**Given exercise:**
Show every line of the records below that contains the word "silver".

**Data rows:**

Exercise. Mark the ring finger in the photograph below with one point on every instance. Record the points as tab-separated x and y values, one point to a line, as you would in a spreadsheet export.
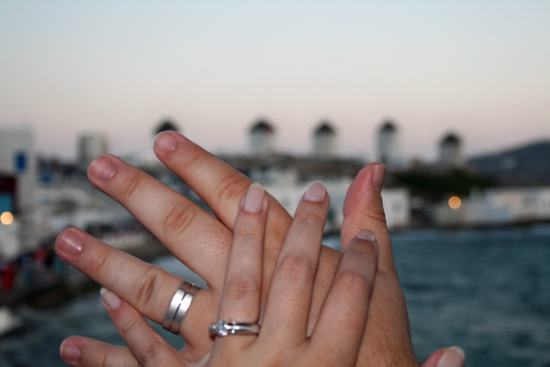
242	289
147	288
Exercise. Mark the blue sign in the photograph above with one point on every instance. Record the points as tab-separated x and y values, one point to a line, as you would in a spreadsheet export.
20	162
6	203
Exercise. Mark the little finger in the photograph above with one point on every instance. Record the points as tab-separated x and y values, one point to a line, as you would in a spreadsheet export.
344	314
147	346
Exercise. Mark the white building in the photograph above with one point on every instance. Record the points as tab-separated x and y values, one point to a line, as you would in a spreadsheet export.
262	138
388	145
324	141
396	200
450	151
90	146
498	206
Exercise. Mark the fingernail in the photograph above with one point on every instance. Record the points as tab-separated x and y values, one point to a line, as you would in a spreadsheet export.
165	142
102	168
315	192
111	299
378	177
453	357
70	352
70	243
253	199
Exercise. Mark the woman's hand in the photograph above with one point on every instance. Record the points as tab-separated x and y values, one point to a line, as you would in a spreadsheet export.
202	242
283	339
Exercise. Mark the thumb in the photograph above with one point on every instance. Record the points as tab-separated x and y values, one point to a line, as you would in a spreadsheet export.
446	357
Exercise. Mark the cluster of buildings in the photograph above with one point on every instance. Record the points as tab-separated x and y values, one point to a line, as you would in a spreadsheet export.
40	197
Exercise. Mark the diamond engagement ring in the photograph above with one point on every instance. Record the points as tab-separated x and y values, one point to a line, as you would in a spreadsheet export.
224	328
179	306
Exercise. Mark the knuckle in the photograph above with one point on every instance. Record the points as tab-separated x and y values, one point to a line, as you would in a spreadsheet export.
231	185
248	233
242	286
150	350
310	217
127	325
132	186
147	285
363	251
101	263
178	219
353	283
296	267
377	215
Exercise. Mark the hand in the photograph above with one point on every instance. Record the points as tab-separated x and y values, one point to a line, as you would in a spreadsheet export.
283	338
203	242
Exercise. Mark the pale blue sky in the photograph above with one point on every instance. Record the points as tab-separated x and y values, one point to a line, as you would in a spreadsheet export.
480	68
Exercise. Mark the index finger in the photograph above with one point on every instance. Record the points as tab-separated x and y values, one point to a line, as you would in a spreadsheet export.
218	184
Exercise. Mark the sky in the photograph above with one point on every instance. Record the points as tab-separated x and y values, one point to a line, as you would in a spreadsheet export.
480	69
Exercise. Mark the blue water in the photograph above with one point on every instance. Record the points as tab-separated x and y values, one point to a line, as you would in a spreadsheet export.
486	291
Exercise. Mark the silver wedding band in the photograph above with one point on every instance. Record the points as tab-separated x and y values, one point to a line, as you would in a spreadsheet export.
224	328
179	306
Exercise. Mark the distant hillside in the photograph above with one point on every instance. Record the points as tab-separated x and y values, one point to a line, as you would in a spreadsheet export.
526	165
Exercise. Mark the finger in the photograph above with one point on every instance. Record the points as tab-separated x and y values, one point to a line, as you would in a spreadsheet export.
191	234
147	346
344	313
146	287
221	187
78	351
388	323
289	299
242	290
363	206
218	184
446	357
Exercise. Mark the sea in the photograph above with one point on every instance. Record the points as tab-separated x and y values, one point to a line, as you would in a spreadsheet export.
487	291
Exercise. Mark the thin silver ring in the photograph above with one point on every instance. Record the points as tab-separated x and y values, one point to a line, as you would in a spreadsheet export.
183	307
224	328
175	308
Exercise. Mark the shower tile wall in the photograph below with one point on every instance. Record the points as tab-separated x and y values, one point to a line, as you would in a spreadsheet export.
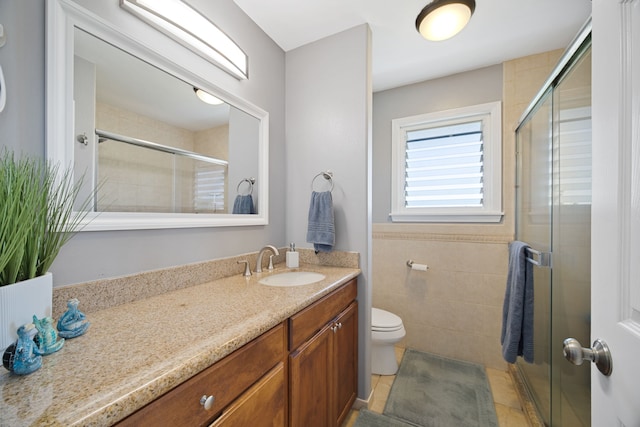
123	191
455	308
* * *
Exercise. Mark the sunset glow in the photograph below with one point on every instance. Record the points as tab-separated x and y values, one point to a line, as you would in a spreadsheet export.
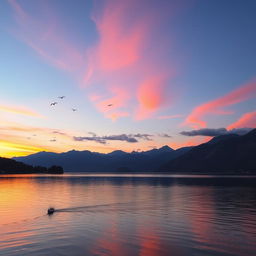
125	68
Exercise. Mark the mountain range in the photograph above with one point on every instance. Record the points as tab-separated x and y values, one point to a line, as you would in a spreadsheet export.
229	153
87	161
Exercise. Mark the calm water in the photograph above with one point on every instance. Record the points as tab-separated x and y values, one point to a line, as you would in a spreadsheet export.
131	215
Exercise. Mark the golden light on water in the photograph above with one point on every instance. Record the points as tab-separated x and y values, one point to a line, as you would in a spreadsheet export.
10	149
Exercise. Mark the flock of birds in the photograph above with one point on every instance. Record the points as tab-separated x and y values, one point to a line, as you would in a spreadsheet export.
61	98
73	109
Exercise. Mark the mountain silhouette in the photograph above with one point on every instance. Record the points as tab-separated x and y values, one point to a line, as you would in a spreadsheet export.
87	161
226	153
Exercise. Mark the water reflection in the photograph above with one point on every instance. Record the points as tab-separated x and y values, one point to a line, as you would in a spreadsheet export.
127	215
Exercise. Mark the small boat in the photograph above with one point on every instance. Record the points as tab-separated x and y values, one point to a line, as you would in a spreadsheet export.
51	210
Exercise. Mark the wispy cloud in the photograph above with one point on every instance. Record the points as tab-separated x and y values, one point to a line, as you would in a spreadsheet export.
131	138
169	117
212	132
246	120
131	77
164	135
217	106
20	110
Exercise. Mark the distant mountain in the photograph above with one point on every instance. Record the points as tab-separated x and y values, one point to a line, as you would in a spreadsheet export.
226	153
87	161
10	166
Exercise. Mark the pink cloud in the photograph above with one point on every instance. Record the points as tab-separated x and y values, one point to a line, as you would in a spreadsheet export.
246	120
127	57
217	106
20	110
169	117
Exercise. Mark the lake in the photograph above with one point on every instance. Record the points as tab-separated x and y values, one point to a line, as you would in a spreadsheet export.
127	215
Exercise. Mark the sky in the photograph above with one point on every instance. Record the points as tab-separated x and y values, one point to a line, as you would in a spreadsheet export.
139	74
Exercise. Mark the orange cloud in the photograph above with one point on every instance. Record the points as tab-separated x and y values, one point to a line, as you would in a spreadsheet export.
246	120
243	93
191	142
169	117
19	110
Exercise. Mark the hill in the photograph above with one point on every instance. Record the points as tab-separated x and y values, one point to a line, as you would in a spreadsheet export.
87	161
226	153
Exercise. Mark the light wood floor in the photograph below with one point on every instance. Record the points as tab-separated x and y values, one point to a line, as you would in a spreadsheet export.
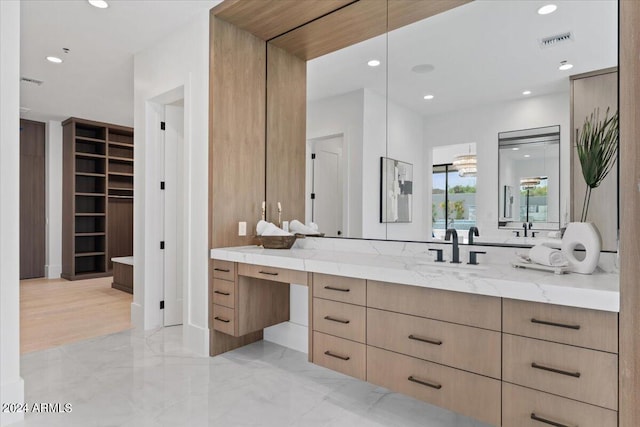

**Final answer:**
Exercise. Mark the silver wedding band in the photograph above with one point on every instance. Record the points as tab-separated x and y values, one point to a line, as you would in a spreadsheet export.
Exercise. Mark the thin silver ring in the photograph above with one point on every instance. Record the points as tab-separated x and y values, one point to a line, as you would in a spreadsheet export.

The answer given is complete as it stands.